» Problem 1:
Answer these questions from the lawsuit announcement, one line each, marked (a), (b), and (c) to match:
(a) Which court enjoined the two federal agencies?
(b) Where does Judge Charles E. Atchley hear cases?
(c) According to AG Slatery, what were the two options the federal government left Tennessee and other states?
» Problem 2: Summarize the lawsuit announcement in two sentences.
» Problem 3: Write out the part of the lawsuit announcement that opens with the words containing "In a federal" and closes with "own preferred pronouns.".

» Excerpt:

In a federal lawsuit filed by Attorney General Herbert H. Slatery III and 19 other states’ attorneys general, the U.S. District Court for the Eastern District of Tennessee has enjoined the U.S. Department of Education and the Equal Employment Opportunity Commission from enforcing new, expansive guidance on federal anti-discrimination laws. The now-enjoined guidance attempted to require schools to allow biological males to compete on girls’ sports teams, to prohibit sex-separated showers and locker rooms, and to compel individuals to use their own preferred pronouns.
The ruling was by Judge Charles E.
Atchley, who hears cases in Chattanooga.
AG Slatery said, “The District Court rightly recognized the federal government put Tennessee and other states in an impossible situation: choose between the threat of legal consequences including the withholding of federal funding- or altering our state laws to comply. Keep in mind these new, transformative rules were made without you- without your elected leaders in Congress having a say, which is what the law requires.
“We are thankful the Court put a stop to it, maintained the status quo as the lawsuit proceeds, and reminded the federal government it cannot direct it’s agencies to rewrite the law.”
The following states joined Tennessee in the lawsuit: Alabama, Alaska, Arizona, Arkansas, Georgia, Idaho, Indiana, Kansas, Kentucky, Louisiana, Mississippi, Montana, Nebraska, Ohio, Oklahoma, South Carolina, South Dakota, and West Virginia.

» Study material:
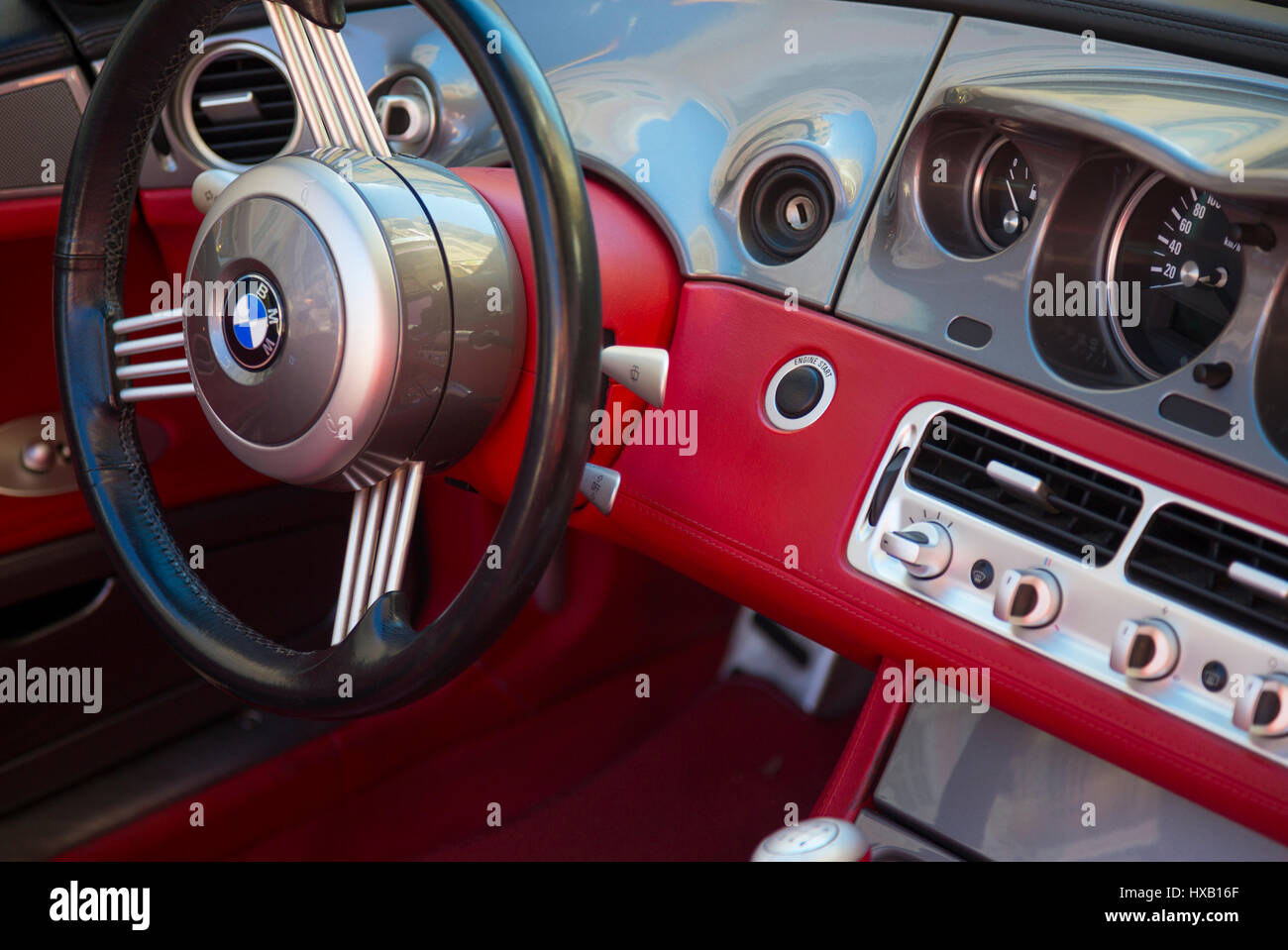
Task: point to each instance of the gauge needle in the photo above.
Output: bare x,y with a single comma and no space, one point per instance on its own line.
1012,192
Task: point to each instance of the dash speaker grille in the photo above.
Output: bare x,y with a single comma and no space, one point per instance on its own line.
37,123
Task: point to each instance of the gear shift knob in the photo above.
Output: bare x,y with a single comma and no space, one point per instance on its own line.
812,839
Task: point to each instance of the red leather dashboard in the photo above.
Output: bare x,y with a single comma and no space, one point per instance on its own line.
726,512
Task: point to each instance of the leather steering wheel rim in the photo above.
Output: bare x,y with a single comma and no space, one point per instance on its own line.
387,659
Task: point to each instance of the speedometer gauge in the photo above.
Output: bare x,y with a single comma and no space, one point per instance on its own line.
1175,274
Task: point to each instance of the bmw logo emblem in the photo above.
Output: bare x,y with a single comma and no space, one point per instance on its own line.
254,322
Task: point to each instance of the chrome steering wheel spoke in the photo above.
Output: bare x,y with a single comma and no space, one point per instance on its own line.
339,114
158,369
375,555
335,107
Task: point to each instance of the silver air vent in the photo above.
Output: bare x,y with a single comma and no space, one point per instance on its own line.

» Exercise solution 1:
(a) The U.S. District Court for the Eastern District of Tennessee.
(b) In Chattanooga.
(c) Facing the threat of legal consequences, including the withholding of federal funding, or altering their state laws to comply.

» Exercise solution 2: In a lawsuit filed by Tennessee Attorney General Herbert H. Slatery III and other states' attorneys general, a federal district court enjoined the U.S. Department of Education and the Equal Employment Opportunity Commission from enforcing new guidance on federal anti-discrimination laws covering girls' sports teams, sex-separated showers and locker rooms, and preferred pronouns. Slatery said the court rightly recognized that the federal government had put states in an impossible situation and that the rules were made without Congress having a say.

» Exercise solution 3:
In a federal lawsuit filed by Attorney General Herbert H. Slatery III and 19 other states’ attorneys general, the U.S. District Court for the Eastern District of Tennessee has enjoined the U.S. Department of Education and the Equal Employment Opportunity Commission from enforcing new, expansive guidance on federal anti-discrimination laws. The now-enjoined guidance attempted to require schools to allow biological males to compete on girls’ sports teams, to prohibit sex-separated showers and locker rooms, and to compel individuals to use their own preferred pronouns.